同書の「日本語版へのまえがき—―フクシマを経験しつつある日本の友人たちへ」にロール・ヌアラは次のようにも記している。 
 
 「日本の東北地方を襲った津波と福島原子力発電所の相次ぐ爆発は、複数の災害が錯綜する入れ子構造の様相を呈している。自然的要素と工業製品とが絡みあって、我が惑星を露天の実験室に変えてしまったのだ。もはや地球上のいかなる場所もこの実験から逃れることはできない。本州東北部を破壊した地震に、地質学的な震源地があるのであれば、福島原子力発電所は、人間中心時代を象徴する震源地といえよう。…放射性廃棄物の管理についていえば、人間の産業活動全体を問題にせざるを得ない。なぜなら、廃棄物管理が我々と未来との関係を変えてしまうからである。廃棄物を相手にする時、我々はそこに、人間の脳で考える時間とも、歴史的な時間とも違う、放射能独自の時間の尺度を見て恐怖におののく。放射性廃棄物独特の時空間を前にして、人類はめまいがするほど遠い未来を考えることを強いられている。」

☆ ☆ ☆ ☆ ☆ ☆ ☆

- 課題
1. 原発事故と放射性廃棄物についての文章では、福島原子力発電所はどのような震源地だと述べられていますか。
2. 原発事故と放射性廃棄物についての文章を、最後の文の後から書き継いでください。

生データ
☆ ☆ ☆ ☆ ☆ ☆ ☆

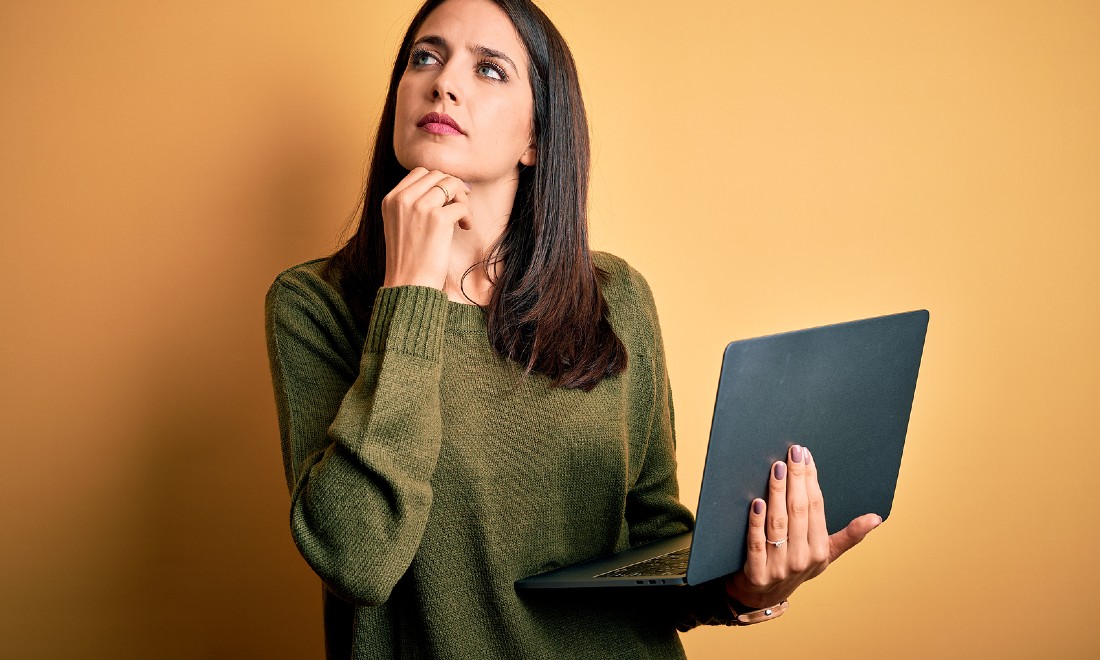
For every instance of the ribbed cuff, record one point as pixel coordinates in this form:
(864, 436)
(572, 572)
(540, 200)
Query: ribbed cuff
(408, 319)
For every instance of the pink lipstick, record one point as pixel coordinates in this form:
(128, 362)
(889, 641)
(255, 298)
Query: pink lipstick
(439, 124)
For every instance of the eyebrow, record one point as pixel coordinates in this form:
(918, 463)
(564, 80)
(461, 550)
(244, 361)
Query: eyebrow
(479, 50)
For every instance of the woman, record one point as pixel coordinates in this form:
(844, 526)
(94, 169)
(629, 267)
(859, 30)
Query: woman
(468, 396)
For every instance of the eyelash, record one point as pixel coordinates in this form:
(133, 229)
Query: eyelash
(417, 54)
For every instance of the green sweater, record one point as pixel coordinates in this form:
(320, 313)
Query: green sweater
(427, 474)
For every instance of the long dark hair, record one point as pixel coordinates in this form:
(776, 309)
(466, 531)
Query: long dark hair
(547, 310)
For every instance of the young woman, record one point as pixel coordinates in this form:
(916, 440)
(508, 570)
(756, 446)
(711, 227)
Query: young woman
(469, 396)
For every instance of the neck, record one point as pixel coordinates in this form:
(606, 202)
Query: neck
(490, 208)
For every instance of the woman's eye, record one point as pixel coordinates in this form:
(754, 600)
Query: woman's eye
(491, 70)
(422, 58)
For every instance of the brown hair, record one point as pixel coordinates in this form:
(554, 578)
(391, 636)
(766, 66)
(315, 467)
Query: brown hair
(547, 310)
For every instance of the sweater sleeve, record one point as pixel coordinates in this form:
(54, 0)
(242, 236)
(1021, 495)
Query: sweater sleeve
(653, 508)
(359, 448)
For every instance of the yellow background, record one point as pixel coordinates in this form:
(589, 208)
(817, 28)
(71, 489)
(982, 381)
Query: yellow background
(767, 165)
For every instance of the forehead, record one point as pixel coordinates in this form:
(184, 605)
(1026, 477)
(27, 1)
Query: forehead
(469, 23)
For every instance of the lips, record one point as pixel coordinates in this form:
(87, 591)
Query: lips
(439, 124)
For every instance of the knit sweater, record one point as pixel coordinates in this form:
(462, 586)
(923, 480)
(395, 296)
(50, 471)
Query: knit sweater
(427, 474)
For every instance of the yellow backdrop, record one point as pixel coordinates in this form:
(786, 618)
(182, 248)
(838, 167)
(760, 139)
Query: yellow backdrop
(767, 165)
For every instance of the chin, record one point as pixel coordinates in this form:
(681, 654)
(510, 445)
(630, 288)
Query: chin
(433, 158)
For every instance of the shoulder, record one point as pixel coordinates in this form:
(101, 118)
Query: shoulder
(303, 298)
(620, 282)
(305, 282)
(629, 299)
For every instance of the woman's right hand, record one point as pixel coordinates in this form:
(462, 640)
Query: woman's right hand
(419, 217)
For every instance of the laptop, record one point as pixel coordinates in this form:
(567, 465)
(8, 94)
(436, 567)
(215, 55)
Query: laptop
(844, 391)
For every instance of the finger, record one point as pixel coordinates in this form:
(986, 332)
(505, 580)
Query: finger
(776, 525)
(454, 215)
(436, 188)
(414, 175)
(856, 531)
(756, 560)
(817, 530)
(798, 509)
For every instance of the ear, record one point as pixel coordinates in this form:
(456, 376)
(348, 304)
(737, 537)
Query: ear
(528, 157)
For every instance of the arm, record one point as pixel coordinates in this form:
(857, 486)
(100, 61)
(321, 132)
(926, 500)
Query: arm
(359, 449)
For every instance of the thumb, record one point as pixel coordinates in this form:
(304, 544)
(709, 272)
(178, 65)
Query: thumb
(847, 538)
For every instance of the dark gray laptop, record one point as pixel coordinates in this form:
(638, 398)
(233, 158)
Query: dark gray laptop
(844, 391)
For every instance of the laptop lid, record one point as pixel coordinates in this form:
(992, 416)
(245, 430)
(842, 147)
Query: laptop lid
(844, 391)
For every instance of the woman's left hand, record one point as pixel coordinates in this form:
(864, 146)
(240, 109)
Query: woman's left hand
(788, 541)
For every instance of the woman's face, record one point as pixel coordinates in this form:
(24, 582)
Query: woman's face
(469, 66)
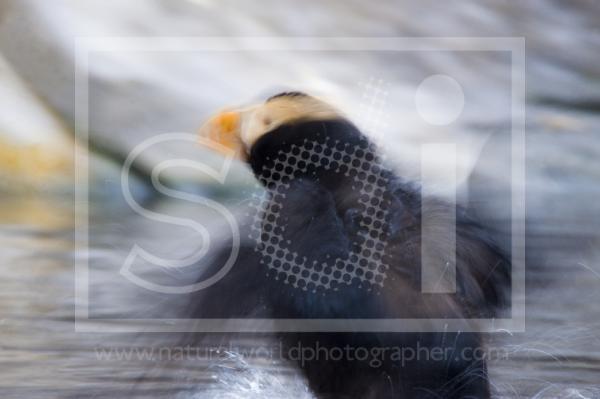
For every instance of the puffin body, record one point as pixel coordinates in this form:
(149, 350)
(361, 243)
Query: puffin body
(340, 237)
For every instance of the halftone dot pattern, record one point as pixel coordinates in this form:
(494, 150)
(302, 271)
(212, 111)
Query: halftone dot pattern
(363, 266)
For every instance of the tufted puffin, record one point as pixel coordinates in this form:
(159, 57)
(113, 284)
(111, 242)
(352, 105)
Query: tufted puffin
(339, 237)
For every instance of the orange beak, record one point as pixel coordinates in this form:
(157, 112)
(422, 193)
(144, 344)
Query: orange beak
(224, 130)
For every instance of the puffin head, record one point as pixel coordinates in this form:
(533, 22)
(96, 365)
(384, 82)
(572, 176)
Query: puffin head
(241, 129)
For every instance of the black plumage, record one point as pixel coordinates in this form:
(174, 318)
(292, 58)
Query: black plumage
(324, 221)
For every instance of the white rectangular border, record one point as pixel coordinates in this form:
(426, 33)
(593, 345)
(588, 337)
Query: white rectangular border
(85, 45)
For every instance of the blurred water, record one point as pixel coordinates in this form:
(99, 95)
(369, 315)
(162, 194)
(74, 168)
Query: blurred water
(42, 356)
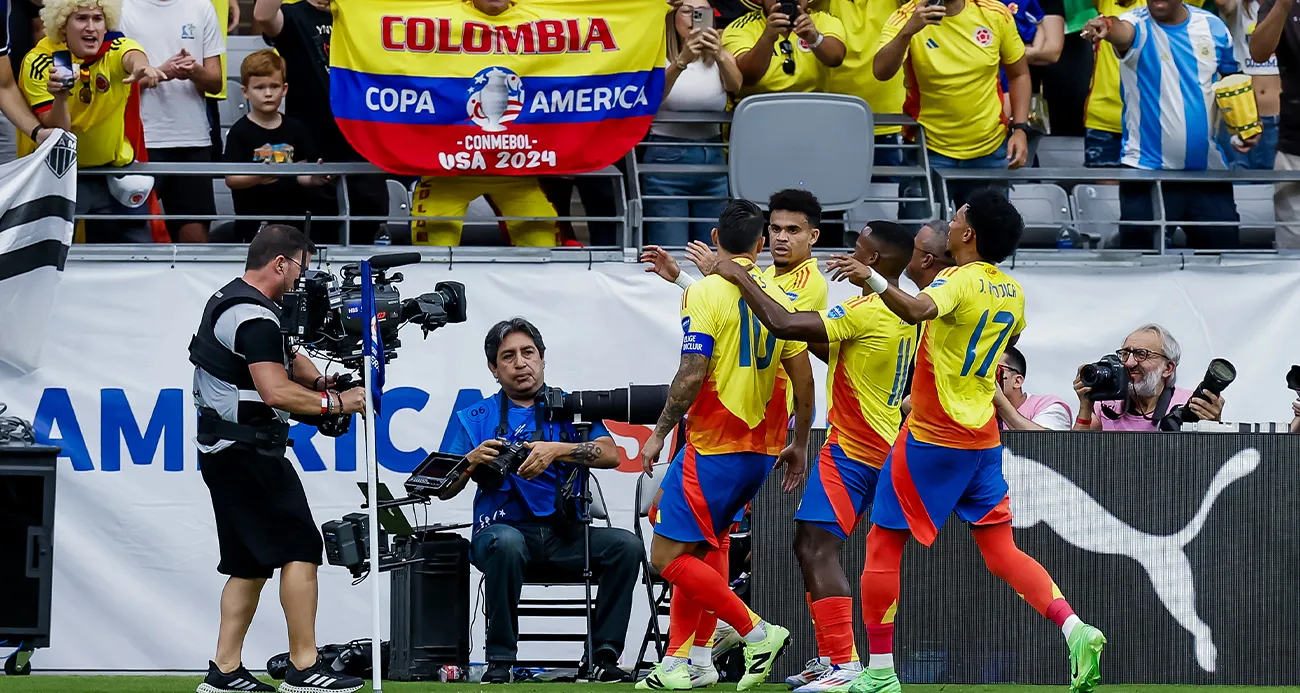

☆ ☆ ☆ ☆ ☆ ☆ ☆

- 解答
1. 人間中心時代を象徴する震源地です。

2.
 「1957年9月29日、マヤーク(旧ソ連)、1979年3月28日、スリーマイル島(アメリカ)、1986年4月26日、チェルノブイリ(旧ソ連)、そして2011年3月11日、フクシマ(日本)。その場所が軍事基地であろうと商業用原発であろうと、原因が天災であろうと、人為的ミス、あるいは技術的ミスであろうと、これらの日付はすでに原子力事故の歴史となっている。しかし、世界のたった16%を供給するにすぎない民生原子力エネルギーを問い直すためには、惨事も事故も全く必要ない。いっとき足を止めて考えてみるだけで、このエネルギーは実に多くの疑問を提起するのだから。」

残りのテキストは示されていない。